Stored data entries
● ● ● ● ● ● ●

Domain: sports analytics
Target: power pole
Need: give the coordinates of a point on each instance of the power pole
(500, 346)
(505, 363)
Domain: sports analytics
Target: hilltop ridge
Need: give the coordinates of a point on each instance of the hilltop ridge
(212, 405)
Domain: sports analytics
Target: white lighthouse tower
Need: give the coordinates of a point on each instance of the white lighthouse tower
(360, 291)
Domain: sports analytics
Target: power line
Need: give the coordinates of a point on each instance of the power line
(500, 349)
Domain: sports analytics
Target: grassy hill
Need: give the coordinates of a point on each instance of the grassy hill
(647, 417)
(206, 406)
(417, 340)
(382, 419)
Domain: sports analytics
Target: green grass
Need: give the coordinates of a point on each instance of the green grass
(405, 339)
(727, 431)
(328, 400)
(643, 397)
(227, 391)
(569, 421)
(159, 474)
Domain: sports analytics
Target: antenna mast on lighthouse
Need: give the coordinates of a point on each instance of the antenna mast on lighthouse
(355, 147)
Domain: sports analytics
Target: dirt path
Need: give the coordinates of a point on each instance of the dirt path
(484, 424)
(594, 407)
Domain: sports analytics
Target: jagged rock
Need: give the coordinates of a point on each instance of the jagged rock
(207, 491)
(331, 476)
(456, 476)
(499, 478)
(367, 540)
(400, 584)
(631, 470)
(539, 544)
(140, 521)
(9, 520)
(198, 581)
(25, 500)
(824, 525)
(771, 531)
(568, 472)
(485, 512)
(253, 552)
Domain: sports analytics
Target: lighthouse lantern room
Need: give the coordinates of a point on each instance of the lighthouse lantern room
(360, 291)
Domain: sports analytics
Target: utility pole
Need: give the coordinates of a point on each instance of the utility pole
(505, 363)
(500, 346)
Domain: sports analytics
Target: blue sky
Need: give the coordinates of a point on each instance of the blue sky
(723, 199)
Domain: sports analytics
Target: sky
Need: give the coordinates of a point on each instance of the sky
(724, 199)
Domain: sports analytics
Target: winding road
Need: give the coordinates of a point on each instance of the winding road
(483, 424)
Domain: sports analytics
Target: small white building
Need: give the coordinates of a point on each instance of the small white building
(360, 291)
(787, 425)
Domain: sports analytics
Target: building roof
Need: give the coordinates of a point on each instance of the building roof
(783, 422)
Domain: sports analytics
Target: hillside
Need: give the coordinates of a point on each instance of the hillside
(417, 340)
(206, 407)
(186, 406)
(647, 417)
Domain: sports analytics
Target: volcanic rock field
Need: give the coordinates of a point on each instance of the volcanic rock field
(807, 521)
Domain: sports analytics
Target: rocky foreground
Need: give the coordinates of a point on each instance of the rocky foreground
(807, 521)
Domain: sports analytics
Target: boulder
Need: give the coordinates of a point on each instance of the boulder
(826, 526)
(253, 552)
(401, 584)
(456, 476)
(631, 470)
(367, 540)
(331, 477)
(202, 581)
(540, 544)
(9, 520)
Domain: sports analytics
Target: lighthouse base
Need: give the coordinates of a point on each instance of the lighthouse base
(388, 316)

● ● ● ● ● ● ●

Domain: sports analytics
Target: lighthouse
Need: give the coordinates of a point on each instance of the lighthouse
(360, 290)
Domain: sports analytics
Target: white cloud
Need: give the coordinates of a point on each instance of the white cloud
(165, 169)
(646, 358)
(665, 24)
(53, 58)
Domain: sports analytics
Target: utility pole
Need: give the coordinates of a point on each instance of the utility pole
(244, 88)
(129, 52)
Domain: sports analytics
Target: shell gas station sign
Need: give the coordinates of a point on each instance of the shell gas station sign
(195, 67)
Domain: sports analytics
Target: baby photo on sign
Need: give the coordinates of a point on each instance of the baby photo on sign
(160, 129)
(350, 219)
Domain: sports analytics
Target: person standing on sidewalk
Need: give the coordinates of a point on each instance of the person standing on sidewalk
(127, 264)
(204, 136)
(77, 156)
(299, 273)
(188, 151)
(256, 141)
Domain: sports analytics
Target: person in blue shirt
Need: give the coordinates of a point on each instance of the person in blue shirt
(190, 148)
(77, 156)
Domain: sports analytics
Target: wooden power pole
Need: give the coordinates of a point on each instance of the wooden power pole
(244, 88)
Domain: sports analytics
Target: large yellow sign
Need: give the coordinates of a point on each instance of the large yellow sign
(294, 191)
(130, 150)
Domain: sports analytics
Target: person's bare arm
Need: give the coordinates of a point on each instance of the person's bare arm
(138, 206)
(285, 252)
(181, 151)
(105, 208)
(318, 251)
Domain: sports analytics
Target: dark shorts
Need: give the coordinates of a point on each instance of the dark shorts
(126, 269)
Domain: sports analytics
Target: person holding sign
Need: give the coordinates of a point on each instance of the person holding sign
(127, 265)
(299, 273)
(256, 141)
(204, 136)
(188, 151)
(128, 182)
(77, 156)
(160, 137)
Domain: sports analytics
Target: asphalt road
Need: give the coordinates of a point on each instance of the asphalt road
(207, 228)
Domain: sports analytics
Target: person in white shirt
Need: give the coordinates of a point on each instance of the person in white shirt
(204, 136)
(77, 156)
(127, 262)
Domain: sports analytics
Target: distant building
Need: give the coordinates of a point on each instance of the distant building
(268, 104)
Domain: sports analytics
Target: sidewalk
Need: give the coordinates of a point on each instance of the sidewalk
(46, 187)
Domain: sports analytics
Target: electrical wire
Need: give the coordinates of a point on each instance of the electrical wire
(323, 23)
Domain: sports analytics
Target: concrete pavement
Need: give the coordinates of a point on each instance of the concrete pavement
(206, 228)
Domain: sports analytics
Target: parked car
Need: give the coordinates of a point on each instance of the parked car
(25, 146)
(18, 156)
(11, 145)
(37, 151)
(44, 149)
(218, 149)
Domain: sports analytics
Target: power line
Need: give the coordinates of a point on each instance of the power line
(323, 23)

● ● ● ● ● ● ●

EXERCISE DESCRIPTION
Of all the entries above, repeat only the lines from the line that has "instance of the sky" to the line that has "Target: volcanic rock field", both lines included, exactly.

SOLUTION TO THIS PROBLEM
Need: give the coordinates of a point on each instance of the sky
(724, 199)
Domain: sports analytics
Target: winding road
Need: give the coordinates of a point on each instance of the winding road
(483, 424)
Domain: sports analytics
Target: small white building
Need: give the coordinates of a point on each instance of the small white building
(360, 291)
(787, 425)
Domain: sports analytics
Target: building roof
Need: give the coordinates of a point on each instance of the building roof
(783, 422)
Domain: sports analytics
Target: hillside
Need: give the coordinates of a point on each instance of the hillside
(417, 340)
(206, 407)
(186, 406)
(647, 417)
Domain: sports analytics
Target: volcanic rock field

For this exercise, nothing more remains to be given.